_Extracted text_.
A PROGRAMME to relocate services at Gravesend and North Kent Hospital (GNK) has been scrapped because of the cost.

The Dartford, Gravesham and Swanley Primary Care Trust (PCT) planned to move clinics currently in the old building, into the new block until the new hospital is built in 2003.

But, at a recent PCT board meeting, the trust revealed the programme would cost £780,000.

It reasoned a better use of public money would be to keep the services where they are for the next 18 months until they can be moved.

Now, former Tory MP for Gravesham, Jacques Arnold, says the clinics should have been moved because they are in “shabby and cramped conditions”.

Mr Arnold believes the “public is becoming sickened by the Government's thrashing about over GNK”.

He said: “The funds for the temporary ward have come directly from the health ministry.

“Now it is recouping the money by scrapping improvements at Gravesend.

“The few remaining departments will continue to be scattered about an otherwise empty site, in shabby and often very cramped conditions.”

A spokesman for the PCT admitted the old block was shabby but said the building would be given a “lick of paint”.

She added: “When we discovered the plan to transfer the services was going to cost £780,000, the regional NHS asked us to look at other options.

“There was the option of borrowing the money from region and paying it back over a period of time.

“But we decided it was not worth doing that, just to move the clinics for 18 months with very little benefit for patients.”

_What is being asked_. Sum up the news story about the Gravesend hospital clinics in two sentences.

[Referring expression data]

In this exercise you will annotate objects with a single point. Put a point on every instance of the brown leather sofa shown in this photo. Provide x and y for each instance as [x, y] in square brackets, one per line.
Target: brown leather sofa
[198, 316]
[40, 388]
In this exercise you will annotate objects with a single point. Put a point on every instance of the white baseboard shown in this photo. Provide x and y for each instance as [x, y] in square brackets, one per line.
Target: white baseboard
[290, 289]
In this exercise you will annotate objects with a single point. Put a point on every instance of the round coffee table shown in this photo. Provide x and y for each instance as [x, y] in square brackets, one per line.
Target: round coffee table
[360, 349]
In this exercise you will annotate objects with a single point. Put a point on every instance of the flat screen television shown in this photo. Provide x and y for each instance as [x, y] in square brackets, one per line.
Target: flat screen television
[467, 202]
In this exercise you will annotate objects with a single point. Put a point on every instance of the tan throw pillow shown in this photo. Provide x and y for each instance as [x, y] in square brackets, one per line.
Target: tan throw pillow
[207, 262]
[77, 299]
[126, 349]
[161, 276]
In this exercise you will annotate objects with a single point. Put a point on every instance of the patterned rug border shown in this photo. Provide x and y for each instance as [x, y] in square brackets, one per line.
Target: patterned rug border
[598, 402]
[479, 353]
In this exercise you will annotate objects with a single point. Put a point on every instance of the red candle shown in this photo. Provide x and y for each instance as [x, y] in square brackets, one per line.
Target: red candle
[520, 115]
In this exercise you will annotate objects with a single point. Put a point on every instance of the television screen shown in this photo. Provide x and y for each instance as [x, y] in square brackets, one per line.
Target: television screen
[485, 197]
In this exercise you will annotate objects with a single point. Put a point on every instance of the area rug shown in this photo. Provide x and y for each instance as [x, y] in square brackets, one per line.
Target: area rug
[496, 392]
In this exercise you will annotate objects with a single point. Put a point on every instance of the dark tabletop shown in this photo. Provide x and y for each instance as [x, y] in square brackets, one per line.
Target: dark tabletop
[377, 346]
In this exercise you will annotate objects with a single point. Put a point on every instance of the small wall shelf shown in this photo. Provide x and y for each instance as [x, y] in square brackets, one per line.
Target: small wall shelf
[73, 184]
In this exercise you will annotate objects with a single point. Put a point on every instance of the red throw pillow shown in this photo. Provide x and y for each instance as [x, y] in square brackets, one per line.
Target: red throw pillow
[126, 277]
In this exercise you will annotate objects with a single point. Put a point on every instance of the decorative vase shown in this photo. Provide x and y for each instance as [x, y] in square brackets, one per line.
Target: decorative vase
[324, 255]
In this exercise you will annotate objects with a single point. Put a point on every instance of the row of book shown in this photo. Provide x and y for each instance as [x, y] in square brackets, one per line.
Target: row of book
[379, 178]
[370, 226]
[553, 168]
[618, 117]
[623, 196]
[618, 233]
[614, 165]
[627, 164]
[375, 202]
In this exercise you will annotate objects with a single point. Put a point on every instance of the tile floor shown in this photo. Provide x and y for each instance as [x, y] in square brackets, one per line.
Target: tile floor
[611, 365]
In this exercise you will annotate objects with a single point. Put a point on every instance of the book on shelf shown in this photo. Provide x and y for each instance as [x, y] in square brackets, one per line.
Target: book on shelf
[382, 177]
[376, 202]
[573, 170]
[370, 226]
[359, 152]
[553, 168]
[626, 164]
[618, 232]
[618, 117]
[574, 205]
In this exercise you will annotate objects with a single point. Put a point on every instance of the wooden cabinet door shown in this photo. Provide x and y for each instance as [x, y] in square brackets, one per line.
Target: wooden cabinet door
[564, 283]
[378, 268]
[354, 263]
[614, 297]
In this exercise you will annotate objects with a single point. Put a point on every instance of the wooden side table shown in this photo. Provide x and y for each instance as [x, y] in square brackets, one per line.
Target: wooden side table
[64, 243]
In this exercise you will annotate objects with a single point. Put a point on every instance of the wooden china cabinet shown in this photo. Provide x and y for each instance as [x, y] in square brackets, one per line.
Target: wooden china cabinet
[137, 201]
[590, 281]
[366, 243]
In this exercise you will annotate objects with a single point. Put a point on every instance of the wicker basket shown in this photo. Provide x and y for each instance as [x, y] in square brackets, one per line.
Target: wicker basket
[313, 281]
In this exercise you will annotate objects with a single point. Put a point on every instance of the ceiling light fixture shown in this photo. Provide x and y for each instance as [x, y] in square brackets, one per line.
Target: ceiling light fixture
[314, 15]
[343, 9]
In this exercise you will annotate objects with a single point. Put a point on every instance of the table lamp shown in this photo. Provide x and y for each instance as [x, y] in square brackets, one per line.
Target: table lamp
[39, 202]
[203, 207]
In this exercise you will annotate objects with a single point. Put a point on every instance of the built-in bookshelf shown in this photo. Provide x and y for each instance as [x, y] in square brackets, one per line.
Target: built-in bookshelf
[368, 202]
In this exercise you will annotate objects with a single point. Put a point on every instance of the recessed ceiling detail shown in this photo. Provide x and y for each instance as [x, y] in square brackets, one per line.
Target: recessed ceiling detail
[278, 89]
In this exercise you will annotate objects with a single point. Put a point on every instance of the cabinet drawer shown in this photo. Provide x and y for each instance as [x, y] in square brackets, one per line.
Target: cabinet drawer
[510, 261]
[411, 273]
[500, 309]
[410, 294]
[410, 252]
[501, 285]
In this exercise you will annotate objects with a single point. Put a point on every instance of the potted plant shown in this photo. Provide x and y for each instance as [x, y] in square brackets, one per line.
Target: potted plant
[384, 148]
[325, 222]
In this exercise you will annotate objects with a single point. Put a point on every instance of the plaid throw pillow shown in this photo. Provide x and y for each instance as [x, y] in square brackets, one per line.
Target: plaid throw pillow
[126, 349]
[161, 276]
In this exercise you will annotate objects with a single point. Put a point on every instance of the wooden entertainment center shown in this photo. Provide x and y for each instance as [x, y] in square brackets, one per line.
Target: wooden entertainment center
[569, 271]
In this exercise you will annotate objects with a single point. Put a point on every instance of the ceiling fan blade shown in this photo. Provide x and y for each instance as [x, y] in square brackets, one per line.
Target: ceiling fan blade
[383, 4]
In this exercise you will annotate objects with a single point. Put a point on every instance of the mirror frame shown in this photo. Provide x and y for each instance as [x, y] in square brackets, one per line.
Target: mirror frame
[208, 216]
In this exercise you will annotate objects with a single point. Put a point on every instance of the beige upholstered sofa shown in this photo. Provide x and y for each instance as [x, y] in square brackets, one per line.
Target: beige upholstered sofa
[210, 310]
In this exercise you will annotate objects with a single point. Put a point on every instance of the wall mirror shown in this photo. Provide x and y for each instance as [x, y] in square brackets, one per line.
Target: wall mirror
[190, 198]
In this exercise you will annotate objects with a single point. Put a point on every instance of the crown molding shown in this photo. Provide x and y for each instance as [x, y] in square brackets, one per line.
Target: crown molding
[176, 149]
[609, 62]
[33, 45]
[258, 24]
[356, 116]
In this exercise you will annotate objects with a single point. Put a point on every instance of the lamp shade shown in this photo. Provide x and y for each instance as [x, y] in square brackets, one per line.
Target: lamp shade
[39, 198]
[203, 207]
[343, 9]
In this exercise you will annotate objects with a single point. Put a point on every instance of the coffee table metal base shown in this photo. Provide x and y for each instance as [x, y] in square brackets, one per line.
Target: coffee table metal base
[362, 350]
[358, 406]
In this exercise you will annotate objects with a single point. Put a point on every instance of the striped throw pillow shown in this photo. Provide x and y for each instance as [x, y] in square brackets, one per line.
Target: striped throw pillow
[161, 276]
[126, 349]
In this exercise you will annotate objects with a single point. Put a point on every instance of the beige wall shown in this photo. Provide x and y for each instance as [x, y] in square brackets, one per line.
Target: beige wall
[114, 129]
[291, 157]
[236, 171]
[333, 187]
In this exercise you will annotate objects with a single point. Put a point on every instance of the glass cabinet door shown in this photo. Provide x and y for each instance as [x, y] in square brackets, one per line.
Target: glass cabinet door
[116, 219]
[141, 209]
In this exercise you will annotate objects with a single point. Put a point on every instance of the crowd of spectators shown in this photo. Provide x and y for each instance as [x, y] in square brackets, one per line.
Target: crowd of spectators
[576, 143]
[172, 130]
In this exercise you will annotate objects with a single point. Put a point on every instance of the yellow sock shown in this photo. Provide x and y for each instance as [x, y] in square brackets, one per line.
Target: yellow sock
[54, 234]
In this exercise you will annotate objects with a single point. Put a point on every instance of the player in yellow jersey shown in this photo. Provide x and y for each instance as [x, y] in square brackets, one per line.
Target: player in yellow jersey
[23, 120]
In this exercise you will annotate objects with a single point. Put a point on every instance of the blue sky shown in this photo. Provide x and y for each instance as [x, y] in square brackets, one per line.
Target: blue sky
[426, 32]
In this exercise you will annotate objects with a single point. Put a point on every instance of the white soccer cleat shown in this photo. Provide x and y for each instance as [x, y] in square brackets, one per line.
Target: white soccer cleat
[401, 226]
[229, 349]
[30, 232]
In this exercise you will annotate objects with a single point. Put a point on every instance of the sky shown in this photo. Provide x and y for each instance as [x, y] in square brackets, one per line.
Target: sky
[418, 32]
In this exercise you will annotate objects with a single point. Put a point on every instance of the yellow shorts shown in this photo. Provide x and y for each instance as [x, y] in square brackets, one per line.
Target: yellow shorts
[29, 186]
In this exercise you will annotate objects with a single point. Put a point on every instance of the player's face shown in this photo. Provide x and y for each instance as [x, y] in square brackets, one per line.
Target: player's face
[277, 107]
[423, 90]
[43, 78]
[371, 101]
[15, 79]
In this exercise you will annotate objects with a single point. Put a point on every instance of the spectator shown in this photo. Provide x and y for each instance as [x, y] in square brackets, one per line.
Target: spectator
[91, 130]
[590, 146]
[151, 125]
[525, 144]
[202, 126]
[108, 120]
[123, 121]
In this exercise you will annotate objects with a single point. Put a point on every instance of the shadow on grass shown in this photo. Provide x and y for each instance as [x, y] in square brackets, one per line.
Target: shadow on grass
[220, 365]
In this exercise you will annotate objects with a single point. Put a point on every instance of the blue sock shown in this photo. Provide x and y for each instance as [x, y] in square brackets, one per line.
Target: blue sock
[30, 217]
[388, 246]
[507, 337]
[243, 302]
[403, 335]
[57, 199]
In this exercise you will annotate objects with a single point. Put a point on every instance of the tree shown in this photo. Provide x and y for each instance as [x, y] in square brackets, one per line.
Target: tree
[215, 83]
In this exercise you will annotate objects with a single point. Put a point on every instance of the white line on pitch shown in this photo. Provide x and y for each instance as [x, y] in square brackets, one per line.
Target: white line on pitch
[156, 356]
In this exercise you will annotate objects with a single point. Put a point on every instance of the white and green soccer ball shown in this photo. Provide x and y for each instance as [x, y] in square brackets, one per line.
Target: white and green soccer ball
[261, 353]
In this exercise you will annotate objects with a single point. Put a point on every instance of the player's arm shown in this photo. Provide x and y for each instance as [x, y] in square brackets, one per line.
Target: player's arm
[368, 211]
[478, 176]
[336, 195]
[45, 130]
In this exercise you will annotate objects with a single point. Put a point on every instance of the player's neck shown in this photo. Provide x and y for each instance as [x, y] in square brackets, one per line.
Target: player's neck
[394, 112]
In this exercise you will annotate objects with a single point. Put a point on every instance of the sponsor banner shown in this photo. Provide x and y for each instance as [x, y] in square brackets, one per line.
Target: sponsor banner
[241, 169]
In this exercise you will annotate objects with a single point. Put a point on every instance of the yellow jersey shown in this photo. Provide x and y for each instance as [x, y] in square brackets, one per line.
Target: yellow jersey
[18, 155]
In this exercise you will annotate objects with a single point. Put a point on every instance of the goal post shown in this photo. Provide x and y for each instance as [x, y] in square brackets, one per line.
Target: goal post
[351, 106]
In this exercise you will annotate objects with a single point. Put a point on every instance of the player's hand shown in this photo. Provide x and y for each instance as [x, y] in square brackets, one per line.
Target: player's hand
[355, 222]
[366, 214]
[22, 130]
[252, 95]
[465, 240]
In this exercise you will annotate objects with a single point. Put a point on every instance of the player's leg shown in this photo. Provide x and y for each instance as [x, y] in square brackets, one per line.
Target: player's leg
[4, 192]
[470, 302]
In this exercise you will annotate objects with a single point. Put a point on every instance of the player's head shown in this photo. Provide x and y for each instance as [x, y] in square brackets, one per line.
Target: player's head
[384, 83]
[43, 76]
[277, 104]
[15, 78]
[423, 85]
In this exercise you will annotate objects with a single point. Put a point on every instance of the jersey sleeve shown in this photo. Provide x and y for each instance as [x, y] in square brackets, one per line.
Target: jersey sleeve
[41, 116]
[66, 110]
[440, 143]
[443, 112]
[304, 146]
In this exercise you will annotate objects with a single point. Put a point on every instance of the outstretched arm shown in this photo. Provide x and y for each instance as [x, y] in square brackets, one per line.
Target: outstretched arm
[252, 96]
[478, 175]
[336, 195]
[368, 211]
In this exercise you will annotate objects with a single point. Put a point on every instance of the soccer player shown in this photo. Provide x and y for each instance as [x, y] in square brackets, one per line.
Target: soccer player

_Exercise output_. The Dartford, Gravesham and Swanley Primary Care Trust dropped its plan to move clinics at Gravesend and North Kent Hospital from the old building into the new block because it would cost £780,000, so the services will stay where they are for the next 18 months. Former Tory MP Jacques Arnold said the clinics should have been moved out of their "shabby and cramped conditions," while a PCT spokesman admitted the old block was shabby but said the move was not worth it for 18 months with very little benefit for patients.